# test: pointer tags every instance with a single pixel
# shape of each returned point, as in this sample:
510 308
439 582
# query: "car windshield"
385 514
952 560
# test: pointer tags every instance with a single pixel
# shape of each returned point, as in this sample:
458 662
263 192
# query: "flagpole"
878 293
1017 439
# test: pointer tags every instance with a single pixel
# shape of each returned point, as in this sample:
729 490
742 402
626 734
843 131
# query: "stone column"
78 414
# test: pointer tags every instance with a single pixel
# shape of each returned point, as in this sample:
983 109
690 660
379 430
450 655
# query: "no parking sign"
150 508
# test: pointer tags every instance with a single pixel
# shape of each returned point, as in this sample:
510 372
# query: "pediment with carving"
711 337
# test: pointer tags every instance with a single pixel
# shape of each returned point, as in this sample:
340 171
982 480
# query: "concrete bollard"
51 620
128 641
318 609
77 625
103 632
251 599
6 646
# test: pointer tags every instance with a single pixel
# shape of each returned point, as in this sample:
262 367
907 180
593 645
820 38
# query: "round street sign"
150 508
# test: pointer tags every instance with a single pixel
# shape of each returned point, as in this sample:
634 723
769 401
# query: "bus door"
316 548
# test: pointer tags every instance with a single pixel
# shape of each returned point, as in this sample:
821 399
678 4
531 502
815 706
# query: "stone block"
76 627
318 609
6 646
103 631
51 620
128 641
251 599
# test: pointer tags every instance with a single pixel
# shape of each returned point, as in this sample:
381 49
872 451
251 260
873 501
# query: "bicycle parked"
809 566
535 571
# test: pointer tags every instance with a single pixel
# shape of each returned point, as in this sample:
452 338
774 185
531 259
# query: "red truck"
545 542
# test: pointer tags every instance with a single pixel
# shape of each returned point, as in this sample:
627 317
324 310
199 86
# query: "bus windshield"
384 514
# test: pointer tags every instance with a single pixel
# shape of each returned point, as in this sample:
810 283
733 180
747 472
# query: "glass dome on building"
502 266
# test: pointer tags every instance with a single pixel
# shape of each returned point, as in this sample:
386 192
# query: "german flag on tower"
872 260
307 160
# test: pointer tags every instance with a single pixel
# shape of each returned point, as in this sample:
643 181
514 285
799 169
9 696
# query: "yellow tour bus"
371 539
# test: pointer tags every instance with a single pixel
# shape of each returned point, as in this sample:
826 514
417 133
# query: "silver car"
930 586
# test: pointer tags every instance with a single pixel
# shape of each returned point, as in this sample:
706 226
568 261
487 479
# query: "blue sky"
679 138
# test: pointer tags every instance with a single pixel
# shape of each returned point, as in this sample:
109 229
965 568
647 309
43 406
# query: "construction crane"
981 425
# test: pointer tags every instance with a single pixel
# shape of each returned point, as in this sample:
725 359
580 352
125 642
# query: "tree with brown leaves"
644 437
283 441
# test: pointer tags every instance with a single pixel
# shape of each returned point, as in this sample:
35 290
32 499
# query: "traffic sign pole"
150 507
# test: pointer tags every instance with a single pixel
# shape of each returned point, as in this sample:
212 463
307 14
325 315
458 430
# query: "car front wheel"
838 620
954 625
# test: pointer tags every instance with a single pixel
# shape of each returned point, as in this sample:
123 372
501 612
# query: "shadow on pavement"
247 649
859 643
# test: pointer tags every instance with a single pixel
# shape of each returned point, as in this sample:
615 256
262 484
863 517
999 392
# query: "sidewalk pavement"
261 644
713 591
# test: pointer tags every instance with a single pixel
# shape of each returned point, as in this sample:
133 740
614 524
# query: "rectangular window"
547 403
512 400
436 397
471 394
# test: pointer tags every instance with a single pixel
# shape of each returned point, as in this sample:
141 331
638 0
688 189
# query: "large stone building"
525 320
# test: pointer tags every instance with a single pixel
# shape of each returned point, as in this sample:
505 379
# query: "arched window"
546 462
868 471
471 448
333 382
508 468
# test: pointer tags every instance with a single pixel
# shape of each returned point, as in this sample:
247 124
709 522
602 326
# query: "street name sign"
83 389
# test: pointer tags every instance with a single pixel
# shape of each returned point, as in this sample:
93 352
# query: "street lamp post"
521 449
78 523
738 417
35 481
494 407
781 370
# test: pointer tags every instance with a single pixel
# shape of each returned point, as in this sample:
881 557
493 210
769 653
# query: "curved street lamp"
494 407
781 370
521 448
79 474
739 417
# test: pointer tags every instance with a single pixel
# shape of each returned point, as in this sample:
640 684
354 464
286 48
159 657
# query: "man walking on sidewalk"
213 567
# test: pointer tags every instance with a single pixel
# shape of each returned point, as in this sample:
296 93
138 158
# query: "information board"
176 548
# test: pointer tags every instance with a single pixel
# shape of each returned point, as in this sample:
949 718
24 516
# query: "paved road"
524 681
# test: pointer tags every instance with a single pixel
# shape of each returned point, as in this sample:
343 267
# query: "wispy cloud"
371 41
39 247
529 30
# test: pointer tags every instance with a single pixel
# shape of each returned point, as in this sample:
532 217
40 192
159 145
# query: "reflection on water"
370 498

==

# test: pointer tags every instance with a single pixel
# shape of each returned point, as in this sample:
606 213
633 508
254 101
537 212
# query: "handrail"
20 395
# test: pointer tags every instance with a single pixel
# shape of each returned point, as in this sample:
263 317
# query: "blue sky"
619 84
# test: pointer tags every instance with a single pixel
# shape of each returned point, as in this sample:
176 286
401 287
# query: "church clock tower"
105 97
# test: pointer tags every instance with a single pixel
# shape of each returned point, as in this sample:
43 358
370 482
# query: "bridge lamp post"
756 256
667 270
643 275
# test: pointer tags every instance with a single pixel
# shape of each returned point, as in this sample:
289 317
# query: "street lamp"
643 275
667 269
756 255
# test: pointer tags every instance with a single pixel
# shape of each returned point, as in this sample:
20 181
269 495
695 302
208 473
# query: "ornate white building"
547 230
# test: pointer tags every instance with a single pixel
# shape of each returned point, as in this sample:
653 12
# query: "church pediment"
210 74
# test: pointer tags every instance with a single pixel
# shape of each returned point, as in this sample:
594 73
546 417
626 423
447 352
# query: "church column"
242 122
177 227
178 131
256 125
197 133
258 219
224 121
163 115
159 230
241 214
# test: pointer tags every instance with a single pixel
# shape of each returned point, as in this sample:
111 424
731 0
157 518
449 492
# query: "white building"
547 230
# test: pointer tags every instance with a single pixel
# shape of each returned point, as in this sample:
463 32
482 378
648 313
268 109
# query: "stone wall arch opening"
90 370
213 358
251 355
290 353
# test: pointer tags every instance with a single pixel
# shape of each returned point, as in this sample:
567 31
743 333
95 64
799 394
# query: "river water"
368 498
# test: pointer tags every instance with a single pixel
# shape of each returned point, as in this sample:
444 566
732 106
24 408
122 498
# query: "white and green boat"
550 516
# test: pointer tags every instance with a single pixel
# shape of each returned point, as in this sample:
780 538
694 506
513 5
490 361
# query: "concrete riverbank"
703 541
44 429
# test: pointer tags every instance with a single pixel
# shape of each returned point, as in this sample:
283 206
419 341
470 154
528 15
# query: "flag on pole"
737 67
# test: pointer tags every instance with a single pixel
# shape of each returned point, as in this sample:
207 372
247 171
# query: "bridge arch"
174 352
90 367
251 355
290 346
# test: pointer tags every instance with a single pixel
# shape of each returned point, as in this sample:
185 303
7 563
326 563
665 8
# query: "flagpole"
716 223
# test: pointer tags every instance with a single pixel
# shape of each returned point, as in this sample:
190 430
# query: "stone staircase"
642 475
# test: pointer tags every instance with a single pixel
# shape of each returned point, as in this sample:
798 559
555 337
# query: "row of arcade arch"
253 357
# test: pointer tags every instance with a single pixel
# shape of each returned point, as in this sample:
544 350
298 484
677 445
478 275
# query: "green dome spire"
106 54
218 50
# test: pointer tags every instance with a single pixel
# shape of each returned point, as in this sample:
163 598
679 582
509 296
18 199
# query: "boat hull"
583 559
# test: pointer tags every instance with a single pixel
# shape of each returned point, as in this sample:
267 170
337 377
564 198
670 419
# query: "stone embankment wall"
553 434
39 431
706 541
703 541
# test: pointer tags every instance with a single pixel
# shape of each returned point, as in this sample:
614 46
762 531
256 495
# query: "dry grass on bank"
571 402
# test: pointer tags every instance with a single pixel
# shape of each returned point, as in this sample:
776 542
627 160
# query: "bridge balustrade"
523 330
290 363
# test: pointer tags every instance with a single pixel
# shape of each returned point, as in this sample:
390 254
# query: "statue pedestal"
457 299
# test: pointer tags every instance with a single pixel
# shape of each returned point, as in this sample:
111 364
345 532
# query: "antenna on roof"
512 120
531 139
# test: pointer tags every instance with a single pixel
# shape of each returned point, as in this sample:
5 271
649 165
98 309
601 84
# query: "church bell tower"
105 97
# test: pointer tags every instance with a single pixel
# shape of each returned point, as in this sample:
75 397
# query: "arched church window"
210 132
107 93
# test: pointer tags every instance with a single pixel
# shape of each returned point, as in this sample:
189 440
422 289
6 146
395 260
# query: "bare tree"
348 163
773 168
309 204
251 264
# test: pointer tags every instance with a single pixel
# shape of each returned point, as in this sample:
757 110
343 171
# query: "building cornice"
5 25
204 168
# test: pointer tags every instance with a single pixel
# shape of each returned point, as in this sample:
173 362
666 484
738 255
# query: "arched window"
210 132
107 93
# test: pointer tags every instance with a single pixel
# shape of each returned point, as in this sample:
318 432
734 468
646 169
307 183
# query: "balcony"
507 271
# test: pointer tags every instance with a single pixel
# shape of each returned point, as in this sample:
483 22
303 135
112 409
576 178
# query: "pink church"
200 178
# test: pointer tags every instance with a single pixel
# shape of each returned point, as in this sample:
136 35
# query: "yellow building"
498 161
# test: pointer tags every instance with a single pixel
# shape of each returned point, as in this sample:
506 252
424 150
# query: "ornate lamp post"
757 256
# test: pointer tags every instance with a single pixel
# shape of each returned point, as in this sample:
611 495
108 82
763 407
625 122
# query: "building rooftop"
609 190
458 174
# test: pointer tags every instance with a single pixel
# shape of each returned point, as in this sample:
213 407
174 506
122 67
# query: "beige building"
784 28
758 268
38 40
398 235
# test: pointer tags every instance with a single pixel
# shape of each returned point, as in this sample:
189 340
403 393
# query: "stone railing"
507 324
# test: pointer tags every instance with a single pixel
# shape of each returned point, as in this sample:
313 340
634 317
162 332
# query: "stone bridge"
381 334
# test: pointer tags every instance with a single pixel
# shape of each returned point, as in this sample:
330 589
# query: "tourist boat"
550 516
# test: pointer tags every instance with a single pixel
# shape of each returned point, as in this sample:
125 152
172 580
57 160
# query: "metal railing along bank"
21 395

EXERCISE AIM: Identify each line above that contains the string "post" and copy it. Matching is case-sensitive.

ANSWER TO THIS EXERCISE:
# query: "street lamp post"
# query: "bridge lamp post"
# query: "ornate lamp post"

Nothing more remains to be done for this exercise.